─── The input
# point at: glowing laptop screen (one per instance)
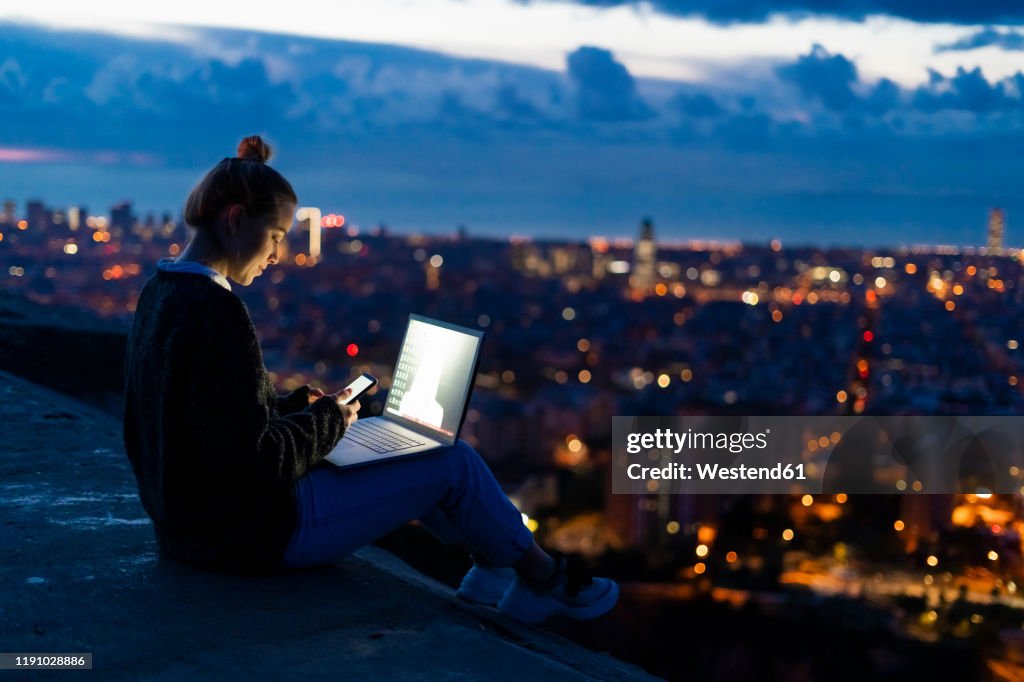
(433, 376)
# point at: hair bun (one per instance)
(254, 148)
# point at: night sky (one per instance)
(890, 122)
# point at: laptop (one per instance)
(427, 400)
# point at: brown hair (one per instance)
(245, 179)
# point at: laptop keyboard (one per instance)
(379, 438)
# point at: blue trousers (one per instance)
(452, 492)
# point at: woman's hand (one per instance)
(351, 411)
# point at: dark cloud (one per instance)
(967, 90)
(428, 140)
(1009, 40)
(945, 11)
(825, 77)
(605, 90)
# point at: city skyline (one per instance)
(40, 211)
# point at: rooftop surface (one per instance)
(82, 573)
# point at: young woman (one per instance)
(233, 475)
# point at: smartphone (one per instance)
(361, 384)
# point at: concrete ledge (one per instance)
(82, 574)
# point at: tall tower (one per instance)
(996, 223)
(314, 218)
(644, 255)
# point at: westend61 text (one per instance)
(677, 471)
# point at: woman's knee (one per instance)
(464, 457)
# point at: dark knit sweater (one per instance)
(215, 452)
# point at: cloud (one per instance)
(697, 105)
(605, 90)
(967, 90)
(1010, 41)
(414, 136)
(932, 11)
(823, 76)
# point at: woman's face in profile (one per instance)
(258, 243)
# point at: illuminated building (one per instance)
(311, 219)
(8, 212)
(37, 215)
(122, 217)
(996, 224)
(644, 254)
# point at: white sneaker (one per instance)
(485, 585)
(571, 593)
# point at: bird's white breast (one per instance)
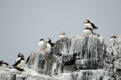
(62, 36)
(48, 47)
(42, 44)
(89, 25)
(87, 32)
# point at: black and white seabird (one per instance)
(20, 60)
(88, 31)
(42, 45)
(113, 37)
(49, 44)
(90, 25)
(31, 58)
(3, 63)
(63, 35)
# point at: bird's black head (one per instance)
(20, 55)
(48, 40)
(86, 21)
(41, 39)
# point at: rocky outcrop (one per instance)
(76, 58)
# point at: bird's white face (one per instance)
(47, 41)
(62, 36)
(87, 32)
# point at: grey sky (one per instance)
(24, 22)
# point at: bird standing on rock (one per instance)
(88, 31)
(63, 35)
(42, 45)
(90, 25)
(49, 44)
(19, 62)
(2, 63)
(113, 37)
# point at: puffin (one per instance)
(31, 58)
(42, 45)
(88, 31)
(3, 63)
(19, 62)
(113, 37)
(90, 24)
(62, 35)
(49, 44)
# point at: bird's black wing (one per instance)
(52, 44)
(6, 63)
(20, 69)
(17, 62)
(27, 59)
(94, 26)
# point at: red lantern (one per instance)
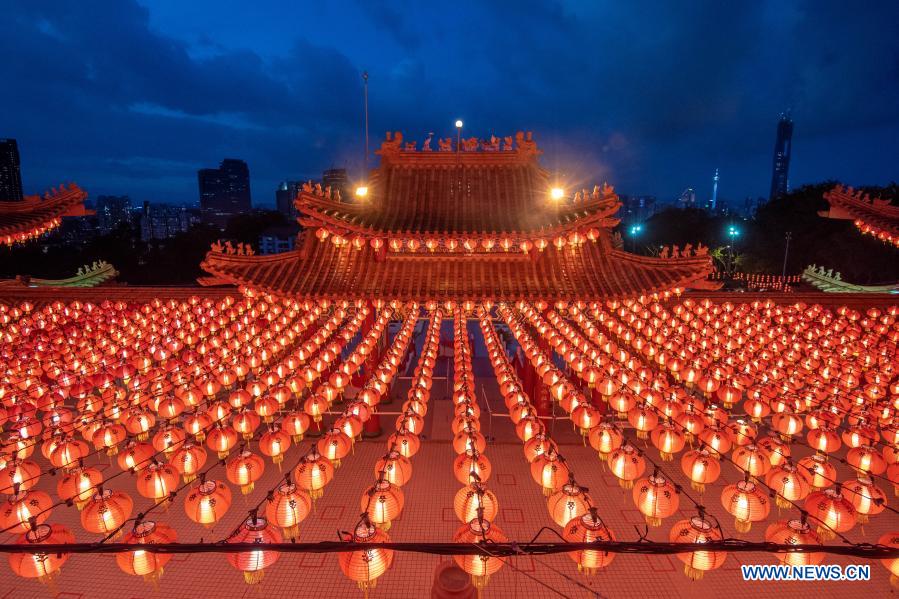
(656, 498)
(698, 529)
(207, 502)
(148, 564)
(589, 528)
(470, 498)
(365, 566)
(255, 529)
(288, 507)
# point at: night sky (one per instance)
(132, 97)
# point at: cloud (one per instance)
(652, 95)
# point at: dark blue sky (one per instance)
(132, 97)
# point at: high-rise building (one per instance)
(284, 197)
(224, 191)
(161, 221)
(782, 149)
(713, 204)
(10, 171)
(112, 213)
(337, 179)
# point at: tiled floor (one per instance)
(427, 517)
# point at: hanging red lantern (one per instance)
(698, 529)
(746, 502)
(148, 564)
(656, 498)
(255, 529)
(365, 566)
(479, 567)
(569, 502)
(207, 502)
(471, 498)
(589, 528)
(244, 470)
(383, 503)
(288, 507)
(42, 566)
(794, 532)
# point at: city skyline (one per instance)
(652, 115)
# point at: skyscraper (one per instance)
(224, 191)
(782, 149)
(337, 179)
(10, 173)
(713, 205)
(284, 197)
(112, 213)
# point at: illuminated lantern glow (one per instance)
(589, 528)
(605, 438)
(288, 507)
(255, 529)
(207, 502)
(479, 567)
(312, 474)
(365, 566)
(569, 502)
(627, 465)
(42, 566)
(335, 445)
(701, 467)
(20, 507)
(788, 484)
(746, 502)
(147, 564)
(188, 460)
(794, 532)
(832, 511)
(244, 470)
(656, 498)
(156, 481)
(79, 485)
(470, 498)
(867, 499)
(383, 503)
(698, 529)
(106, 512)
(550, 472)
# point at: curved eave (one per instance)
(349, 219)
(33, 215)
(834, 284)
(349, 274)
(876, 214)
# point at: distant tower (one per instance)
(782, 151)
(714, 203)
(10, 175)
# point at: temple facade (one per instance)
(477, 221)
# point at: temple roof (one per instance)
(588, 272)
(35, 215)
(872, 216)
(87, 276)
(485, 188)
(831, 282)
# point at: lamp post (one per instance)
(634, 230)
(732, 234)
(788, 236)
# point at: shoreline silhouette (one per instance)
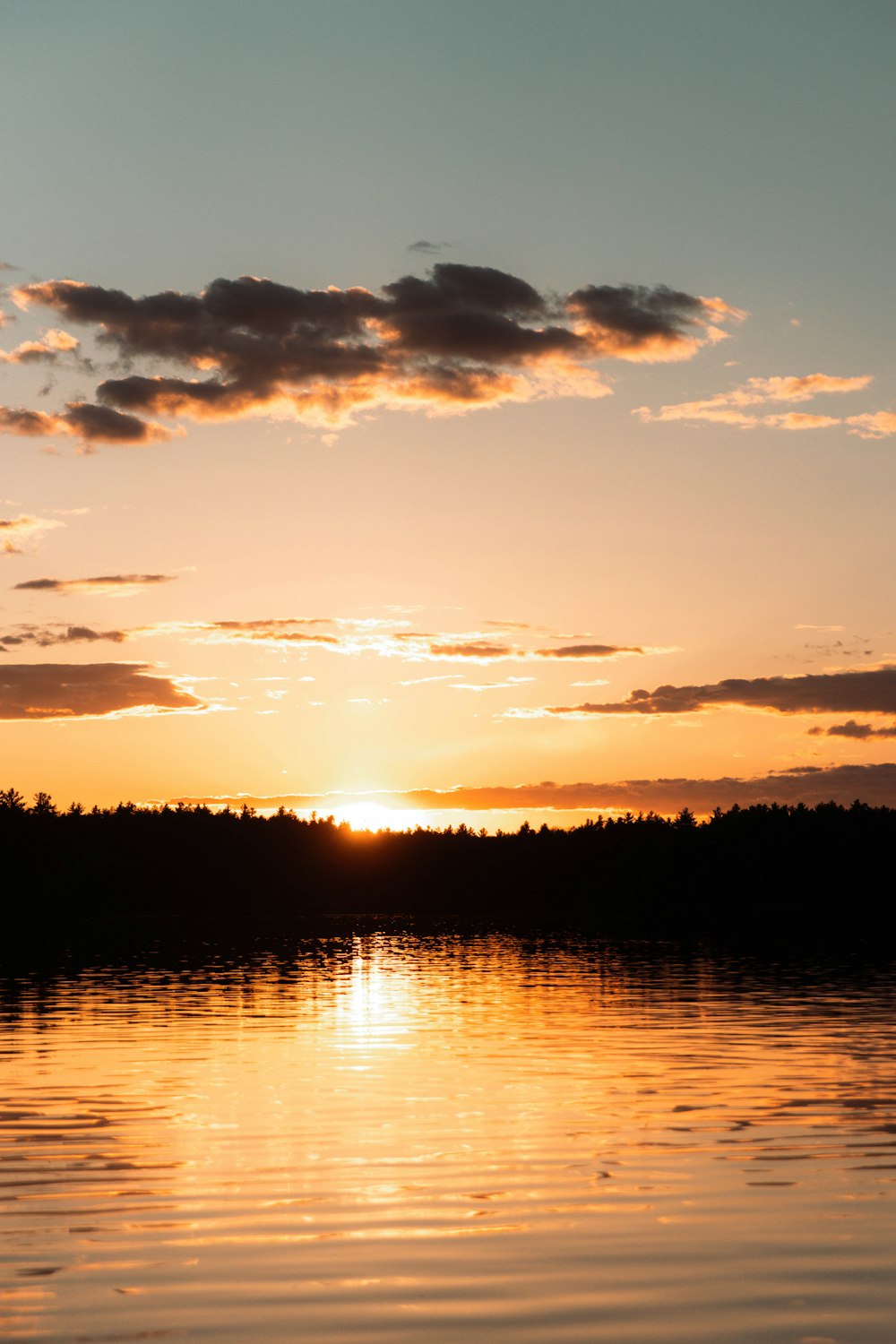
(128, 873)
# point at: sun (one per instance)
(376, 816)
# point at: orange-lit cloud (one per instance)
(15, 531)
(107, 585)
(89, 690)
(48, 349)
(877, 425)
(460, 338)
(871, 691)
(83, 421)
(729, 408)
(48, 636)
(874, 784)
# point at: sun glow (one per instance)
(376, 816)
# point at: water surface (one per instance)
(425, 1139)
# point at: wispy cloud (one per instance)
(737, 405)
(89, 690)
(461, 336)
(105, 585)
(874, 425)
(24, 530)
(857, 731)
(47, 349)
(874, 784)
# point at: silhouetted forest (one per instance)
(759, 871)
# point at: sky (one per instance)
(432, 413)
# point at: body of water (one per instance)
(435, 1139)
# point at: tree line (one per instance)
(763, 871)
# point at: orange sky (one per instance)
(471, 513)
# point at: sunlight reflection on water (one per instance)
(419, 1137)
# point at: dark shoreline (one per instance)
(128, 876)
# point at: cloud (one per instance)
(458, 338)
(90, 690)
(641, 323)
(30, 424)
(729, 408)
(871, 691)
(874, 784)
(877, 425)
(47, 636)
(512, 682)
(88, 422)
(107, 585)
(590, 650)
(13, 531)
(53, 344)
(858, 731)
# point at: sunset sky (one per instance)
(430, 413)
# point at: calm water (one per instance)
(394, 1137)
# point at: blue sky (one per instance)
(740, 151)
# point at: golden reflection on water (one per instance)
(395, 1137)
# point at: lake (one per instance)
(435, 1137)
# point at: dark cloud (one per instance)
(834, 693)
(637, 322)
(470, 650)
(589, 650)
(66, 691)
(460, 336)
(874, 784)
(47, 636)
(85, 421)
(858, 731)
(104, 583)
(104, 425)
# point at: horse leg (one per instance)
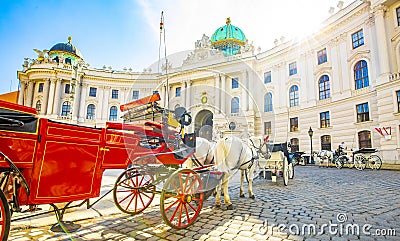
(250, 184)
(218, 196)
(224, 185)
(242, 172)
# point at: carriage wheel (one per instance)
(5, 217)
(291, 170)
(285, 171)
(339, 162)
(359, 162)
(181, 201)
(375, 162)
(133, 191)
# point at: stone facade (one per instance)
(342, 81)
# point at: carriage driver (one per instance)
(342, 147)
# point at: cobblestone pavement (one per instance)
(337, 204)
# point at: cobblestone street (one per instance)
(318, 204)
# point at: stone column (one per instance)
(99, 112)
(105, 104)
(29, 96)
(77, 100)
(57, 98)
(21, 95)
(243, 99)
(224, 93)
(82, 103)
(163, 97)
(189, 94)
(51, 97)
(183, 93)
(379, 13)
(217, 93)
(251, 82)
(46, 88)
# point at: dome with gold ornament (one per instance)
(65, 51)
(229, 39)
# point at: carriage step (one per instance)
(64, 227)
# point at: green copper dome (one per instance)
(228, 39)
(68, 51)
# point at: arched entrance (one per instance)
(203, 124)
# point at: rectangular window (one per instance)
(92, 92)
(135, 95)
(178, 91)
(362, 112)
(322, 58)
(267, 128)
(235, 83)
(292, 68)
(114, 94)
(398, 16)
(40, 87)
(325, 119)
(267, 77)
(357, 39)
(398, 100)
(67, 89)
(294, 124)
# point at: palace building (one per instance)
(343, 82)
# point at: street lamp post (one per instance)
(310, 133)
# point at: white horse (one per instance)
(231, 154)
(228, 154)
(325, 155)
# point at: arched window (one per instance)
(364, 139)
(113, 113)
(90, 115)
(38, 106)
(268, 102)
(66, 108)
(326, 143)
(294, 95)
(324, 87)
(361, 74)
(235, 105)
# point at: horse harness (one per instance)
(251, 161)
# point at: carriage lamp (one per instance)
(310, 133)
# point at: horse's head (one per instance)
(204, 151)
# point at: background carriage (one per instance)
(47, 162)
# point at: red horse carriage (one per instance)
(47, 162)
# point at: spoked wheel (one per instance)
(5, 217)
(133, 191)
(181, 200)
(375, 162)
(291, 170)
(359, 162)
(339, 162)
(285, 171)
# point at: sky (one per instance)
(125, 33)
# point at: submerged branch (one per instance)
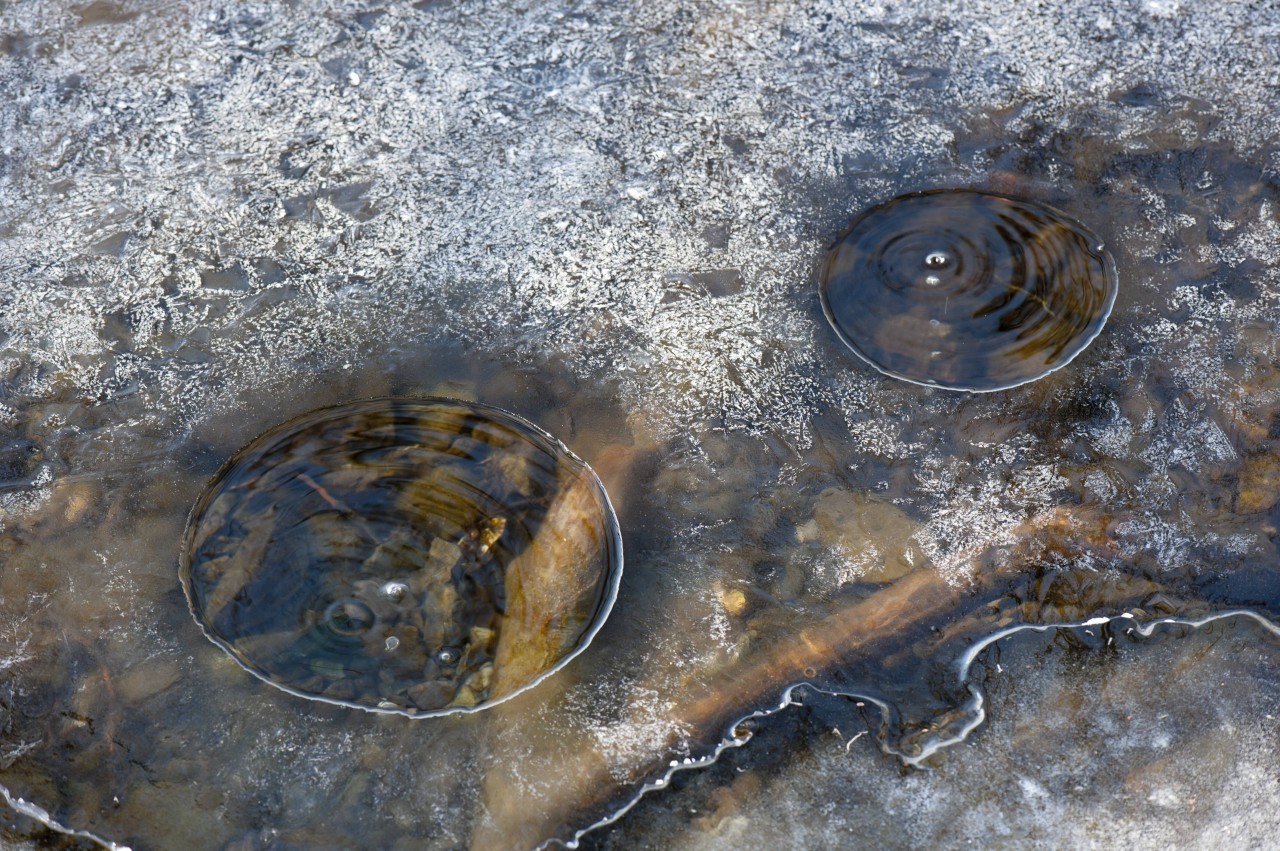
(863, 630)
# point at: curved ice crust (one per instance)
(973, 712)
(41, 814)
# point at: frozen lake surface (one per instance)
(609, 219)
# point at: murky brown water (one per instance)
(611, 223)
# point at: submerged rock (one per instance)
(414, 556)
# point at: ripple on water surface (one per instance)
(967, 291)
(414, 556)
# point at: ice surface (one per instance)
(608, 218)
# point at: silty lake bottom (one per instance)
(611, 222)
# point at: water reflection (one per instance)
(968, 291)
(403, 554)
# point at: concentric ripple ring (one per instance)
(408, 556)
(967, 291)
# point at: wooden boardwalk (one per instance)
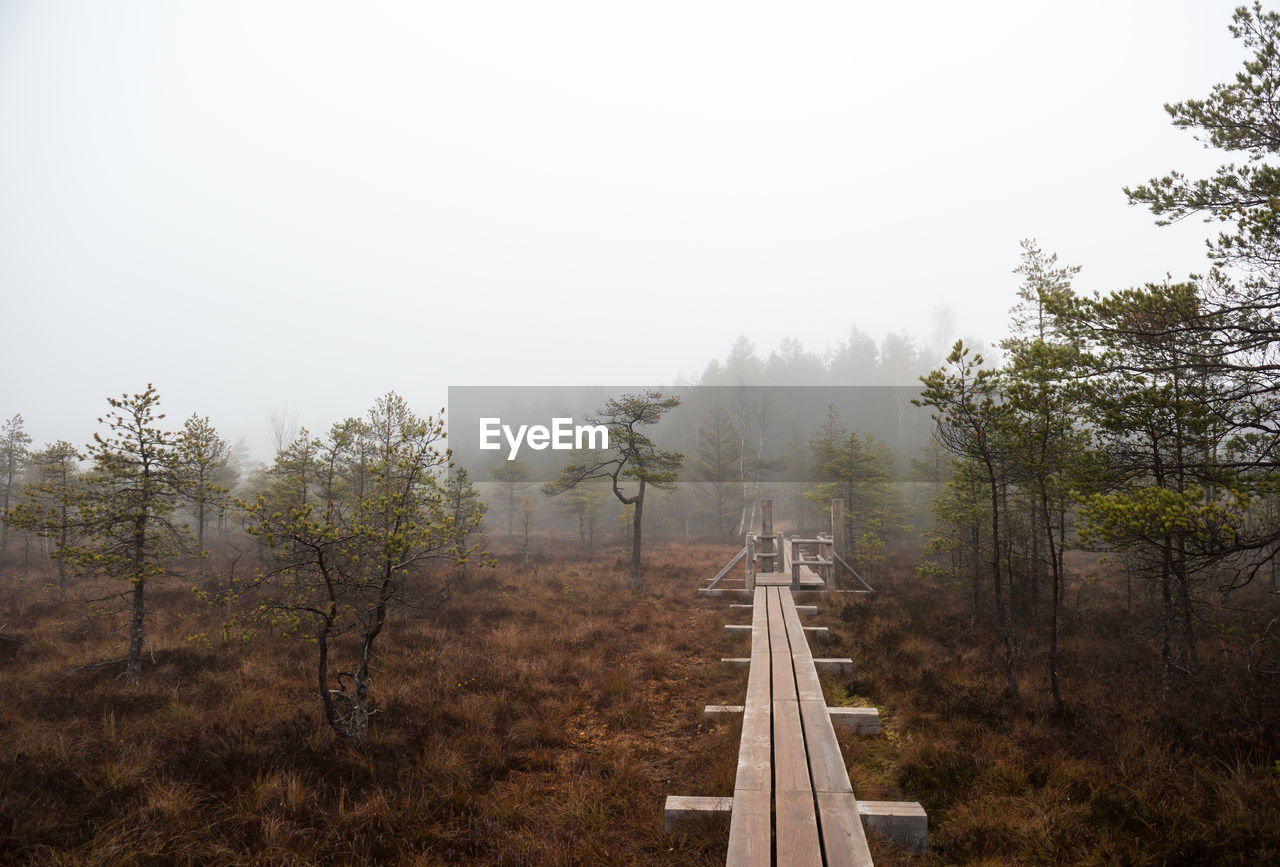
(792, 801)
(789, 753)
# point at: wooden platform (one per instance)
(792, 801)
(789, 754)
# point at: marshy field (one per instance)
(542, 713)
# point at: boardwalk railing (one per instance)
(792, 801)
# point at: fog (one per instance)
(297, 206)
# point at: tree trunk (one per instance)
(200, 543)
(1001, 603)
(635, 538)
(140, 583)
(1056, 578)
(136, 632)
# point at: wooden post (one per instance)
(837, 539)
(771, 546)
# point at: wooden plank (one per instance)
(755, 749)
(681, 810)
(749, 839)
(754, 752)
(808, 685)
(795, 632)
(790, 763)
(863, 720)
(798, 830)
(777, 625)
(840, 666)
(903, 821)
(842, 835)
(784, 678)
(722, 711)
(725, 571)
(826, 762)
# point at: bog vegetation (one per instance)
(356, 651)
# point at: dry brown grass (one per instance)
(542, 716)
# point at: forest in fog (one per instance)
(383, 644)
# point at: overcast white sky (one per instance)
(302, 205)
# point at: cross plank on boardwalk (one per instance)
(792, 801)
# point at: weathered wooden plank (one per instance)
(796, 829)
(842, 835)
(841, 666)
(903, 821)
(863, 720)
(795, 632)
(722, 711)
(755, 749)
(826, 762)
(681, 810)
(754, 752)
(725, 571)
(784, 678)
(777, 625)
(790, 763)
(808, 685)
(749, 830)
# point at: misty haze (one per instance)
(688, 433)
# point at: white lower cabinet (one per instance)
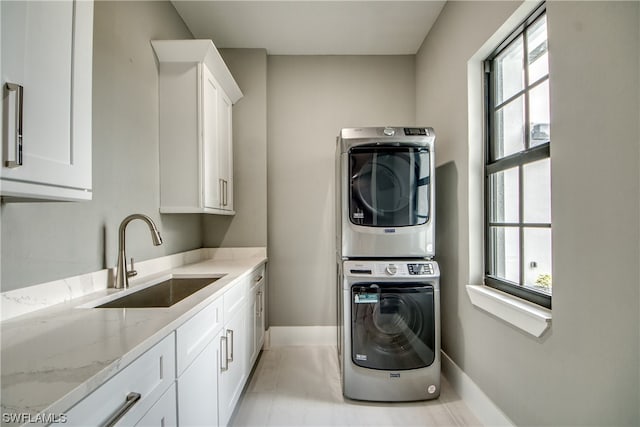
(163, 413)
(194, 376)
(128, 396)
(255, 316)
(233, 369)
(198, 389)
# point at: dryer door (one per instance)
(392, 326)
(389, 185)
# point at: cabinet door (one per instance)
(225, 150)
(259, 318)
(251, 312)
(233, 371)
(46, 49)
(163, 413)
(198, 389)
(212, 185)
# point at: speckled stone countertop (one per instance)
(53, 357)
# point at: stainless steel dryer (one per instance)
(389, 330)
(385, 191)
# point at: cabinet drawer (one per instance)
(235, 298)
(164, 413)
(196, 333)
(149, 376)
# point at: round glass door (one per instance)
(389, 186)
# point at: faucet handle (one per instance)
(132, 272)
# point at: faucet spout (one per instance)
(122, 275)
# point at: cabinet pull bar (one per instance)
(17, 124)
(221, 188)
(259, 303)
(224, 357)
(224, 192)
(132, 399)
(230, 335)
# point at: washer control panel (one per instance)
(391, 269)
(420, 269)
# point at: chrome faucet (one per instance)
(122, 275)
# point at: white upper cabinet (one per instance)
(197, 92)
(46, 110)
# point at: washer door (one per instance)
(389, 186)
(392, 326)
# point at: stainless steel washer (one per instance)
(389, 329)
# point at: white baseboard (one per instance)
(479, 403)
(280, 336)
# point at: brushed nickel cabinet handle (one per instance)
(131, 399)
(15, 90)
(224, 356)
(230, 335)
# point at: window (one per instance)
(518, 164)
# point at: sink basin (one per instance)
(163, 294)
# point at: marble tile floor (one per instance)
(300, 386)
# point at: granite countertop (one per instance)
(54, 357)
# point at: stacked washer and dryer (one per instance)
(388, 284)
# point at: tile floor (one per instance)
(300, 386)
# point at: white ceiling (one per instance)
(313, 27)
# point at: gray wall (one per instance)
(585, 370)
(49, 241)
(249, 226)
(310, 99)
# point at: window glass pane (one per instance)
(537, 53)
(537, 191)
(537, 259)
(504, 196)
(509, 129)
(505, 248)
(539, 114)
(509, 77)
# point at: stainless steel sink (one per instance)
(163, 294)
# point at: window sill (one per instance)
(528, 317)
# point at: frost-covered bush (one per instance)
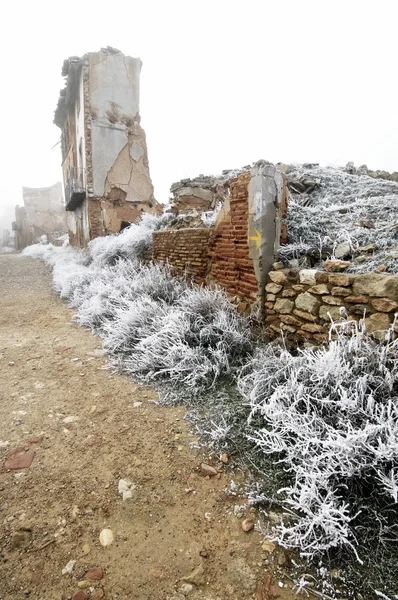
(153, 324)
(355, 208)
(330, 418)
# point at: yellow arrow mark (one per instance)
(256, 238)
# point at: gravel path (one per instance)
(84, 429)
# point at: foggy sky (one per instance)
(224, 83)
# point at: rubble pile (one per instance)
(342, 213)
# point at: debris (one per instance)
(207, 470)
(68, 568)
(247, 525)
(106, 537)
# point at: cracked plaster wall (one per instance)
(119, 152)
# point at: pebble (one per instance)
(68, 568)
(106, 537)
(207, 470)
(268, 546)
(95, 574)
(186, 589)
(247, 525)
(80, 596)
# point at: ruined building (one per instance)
──────
> _Action item_: Please reproduce the closing stretch of the records, from the line with "# point at: gravel path (one per instance)" through the last line, exactly as it stands.

> _Output of the exercise_:
# point at: gravel path (one per instance)
(84, 429)
# point at: foggy sky (one per instance)
(224, 83)
# point at: rubble pile (one per instance)
(342, 213)
# point at: debris (one per instance)
(207, 470)
(68, 568)
(247, 525)
(106, 537)
# point at: cracked plaster wall (one per instance)
(119, 152)
# point at: pebble (one per instance)
(68, 568)
(106, 537)
(207, 470)
(268, 546)
(95, 574)
(186, 589)
(247, 525)
(80, 596)
# point at: ruined building (one per instance)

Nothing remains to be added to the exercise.